§ TRAVAIL À FAIRE:
Pouvez-vous citer mot pour mot le passage du texte fourni qui commence par « Marketing et télévision » et se poursuit jusqu'à « que misère ? » ?

§ TEXTE FOURNI:

============================================================

Marketing et télévision : un couple diabolique
Aujourd’hui on parlera des suicides de France Telecom. Effectivement, il y a de quoi afficher un vrai sourire, car il le faut. Et puis qui voudrait regarder une émission où les invités font la gueule ? Parler de la mort oui, mais au moins en rigolant. Sinon c’est franchement lassant. Après tout, le monde n’est-il pas que misère ?
Parlons-en. Vous préférez vous faire draguer par Laurent Delahousse (c’est d’ailleurs assez troublant, plus il parle de choses graves, plus on a l’impression qu’il nous drague avec son petit sourire de premier de la classe) ou pleurer d’ennui devant un suce-boules professionnel et inconditionnel : Michel Drucker. Vivement dimanche... Ou pas. Si on devait attendre de regarder France 2 le dimanche, c’est franchement qu’on serait au bord du suicide intellectuel. Michel Drucker l’indéboulonnable, le Guy Lux des temps modernes, avec ses canapés et autres invités de marque comme le tremblant Jean-Pierre Coffe, ce papy gâteux qui a été drôle une fois dans sa vie mais qui aujourd’hui nous emmerde profondément.

============================================================

§ LIGNES FOURNIES:
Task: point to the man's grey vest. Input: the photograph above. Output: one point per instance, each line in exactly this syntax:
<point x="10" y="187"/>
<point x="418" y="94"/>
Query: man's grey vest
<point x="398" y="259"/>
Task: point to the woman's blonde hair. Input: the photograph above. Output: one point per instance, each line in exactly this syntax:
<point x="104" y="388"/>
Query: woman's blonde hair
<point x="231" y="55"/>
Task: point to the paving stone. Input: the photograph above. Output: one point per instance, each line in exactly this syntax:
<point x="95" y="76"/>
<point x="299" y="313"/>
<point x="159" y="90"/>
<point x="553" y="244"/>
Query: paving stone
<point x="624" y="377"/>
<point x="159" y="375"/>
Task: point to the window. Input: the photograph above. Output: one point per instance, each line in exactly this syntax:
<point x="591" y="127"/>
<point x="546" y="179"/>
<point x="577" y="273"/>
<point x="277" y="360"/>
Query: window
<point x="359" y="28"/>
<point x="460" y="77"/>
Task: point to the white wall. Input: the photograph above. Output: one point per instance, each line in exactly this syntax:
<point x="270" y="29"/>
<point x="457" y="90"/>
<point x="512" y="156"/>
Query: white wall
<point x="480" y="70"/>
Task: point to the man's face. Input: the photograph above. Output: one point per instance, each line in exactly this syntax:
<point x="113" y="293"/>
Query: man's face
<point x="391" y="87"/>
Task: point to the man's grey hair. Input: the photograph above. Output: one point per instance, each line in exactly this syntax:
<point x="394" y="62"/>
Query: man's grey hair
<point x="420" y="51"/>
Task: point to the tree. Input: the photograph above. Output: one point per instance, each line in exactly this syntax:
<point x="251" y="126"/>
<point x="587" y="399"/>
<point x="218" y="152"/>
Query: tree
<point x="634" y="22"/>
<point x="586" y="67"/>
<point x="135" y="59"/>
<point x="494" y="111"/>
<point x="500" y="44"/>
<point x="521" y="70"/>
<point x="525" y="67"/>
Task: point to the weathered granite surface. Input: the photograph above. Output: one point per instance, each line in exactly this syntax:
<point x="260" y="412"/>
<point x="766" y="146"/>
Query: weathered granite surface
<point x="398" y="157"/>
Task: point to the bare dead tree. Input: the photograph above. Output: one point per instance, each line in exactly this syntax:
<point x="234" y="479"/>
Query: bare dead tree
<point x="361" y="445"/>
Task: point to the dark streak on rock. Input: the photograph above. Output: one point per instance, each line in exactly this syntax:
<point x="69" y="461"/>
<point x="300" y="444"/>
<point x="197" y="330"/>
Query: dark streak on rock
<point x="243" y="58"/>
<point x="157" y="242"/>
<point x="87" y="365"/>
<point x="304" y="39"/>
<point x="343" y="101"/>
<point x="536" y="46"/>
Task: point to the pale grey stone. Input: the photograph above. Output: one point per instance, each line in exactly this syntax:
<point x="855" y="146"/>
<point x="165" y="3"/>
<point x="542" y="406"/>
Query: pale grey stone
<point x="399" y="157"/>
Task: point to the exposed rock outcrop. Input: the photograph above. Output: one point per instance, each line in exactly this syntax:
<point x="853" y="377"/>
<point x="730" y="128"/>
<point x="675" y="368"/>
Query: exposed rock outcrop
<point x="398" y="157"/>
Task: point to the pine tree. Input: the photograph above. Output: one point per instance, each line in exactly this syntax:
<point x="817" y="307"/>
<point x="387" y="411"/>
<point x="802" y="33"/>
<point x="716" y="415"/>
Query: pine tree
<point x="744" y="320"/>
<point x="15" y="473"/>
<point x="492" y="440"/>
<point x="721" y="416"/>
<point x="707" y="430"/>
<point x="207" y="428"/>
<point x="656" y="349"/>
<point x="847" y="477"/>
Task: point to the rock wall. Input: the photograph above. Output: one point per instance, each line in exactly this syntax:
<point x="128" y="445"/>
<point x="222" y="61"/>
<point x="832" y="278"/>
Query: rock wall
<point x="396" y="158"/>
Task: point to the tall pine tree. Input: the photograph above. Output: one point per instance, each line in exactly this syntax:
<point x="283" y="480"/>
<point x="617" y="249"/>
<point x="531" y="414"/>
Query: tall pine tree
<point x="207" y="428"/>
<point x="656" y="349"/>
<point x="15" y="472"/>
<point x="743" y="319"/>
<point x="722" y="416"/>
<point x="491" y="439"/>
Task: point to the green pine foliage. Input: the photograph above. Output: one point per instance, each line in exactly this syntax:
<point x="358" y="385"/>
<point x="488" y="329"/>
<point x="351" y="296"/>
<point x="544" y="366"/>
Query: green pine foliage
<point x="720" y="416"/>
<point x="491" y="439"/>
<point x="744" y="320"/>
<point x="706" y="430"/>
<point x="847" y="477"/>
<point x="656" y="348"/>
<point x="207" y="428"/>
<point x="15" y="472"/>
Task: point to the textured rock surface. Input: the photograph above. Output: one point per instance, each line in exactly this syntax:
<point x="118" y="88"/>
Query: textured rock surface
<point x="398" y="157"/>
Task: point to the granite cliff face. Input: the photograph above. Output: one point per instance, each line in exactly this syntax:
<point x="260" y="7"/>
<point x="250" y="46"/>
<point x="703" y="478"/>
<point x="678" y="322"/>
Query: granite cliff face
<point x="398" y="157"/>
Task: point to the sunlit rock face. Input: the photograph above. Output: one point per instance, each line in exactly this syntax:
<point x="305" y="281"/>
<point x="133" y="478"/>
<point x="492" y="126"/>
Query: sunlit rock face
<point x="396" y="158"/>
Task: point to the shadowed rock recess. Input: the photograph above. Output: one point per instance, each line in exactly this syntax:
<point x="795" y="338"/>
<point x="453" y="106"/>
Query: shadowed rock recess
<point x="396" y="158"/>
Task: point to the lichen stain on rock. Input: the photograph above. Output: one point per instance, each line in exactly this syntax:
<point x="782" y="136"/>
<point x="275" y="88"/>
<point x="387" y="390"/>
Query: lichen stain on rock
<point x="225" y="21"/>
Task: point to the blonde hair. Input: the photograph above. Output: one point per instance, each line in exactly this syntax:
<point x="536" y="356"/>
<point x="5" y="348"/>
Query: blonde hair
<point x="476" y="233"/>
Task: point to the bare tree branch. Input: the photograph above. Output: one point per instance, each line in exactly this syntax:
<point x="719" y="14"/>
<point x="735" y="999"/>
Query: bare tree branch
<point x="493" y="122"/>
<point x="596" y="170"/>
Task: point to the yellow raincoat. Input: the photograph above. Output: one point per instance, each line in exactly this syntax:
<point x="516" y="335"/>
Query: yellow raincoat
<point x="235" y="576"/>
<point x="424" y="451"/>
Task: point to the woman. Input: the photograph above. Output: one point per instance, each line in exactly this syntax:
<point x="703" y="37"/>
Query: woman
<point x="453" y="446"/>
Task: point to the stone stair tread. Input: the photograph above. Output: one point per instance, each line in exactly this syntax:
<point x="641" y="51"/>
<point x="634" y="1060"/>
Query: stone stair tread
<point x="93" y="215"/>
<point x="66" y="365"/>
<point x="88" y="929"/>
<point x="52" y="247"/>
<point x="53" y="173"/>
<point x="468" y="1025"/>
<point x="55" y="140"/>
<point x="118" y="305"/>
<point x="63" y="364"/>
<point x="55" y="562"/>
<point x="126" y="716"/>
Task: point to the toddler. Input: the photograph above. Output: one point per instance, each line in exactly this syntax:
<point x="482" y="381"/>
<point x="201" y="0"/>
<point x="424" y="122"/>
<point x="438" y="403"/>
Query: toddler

============================================================

§ RÉSULTAT DE LA TÂCHE:
Marketing et télévision : un couple diabolique
Aujourd’hui on parlera des suicides de France Telecom. Effectivement, il y a de quoi afficher un vrai sourire, car il le faut. Et puis qui voudrait regarder une émission où les invités font la gueule ? Parler de la mort oui, mais au moins en rigolant. Sinon c’est franchement lassant. Après tout, le monde n’est-il pas que misère ?